§ EXERCISE PASSAGE

James J. Petitjean became the seventh assessor in the 125 years since Acadia Parish was created as he repeated his oath of office administered by Rayne City Judge Jim Cunningham.
As Petitjean raised his right hand, his wife, Lyn, lovingly clasped his left hand.
The 2 p.m. ceremony was held before a standing room only audience in the third floor courtroom of the Acadia Parish Courthouse.
Rev. Dr. James Proctor, at Petitjean’s request, offered the opening prayer in which he asked God to give Petitjean “wisdom to make wise and just decisions.”
Master of Ceremonies Joe Paris shared stories about Petitjean who served 12 years as recreation director before serving as mayor for the past 18 years.
He recounted how Petitjean as recreation director assisted in hosting a summer baseball tournament to benefit Paris’ high school.
When the committee raised concerns about perceived obstacles, Paris said Petitjean responded, “Any mess you can make, I can clean up.”

§ TASKS TO PERFORM
1) Reproduce the passage of the Petitjean swearing-in article starting with "Rev. Dr. James" and going on through "Paris’ high school.", word for word.
2) Carry on the Petitjean swearing-in article from the point where it stops.

§ DATASET
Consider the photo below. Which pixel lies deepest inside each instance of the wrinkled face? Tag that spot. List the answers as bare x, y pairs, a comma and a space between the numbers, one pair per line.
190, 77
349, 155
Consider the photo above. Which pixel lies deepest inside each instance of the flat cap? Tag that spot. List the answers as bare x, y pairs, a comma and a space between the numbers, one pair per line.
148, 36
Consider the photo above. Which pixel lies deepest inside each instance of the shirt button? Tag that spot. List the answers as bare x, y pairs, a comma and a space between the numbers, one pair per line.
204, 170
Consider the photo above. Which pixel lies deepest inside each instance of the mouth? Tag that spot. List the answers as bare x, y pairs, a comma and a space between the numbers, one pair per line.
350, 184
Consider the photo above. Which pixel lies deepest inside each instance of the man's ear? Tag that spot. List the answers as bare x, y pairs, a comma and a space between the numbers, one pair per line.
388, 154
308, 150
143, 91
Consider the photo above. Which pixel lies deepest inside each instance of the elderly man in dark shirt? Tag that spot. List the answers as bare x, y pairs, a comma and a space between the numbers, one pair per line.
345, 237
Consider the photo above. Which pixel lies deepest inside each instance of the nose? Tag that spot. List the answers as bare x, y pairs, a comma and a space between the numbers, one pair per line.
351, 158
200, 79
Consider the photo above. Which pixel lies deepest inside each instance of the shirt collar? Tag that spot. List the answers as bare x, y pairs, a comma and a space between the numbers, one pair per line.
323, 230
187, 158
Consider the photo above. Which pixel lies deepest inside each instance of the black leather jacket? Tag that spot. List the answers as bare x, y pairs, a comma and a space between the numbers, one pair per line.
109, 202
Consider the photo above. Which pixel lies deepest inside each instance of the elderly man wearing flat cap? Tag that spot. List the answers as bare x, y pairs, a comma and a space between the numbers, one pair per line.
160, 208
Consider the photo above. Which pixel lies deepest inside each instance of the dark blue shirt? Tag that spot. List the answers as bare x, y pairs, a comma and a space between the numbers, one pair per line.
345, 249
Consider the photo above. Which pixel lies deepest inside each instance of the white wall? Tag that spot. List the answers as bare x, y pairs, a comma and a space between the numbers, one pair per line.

§ RESPONSES FOR EACH TASK
1)
Rev. Dr. James Proctor, at Petitjean’s request, offered the opening prayer in which he asked God to give Petitjean “wisdom to make wise and just decisions.”
Master of Ceremonies Joe Paris shared stories about Petitjean who served 12 years as recreation director before serving as mayor for the past 18 years.
He recounted how Petitjean as recreation director assisted in hosting a summer baseball tournament to benefit Paris’ high school.

2)
Of the new assessor, Paris said Petitjean will be a “quick study because Jim knows you.”
During his remarks, Petitjean talked about his late brother, Dr. Tom Petitjean, describing him as an orator. “Tom had a profound effect on me,” as he referred to his brother’s advice to him: “Don’t even talk down to people.”
Noting his father, Tommy died 13 days before his election, Petitjean spoke about how his father was telling him what to do while hospitalized.
Talking about his last day as Rayne’s mayor as he cleaned out his office, Petitjean recounted how he discovered a videotape of his father’s funeral wedged behind a desk drawer and take the discovery as “a sign from God, a higher power.”
He also took time to thank his predecessor Ralph Stutes, Judge Cunningham, Tom Ed McHugh, LMA executive director and other city and parish officials in attendance. He also introduced Jeff Bourgeois as the new chief deputy parish assessor.
“I hope I make you proud,” he said, as he assumed his new elective office. “I have always had a fondness of the people of this parish” because “they absolutely care for one another.”
Petitjean promised he would foster a great sense of cooperative spirit, explaining, “I want everybody to win and share the wealth.”
The ceremony was followed by a reception held across the hall in the Police Jury meeting room.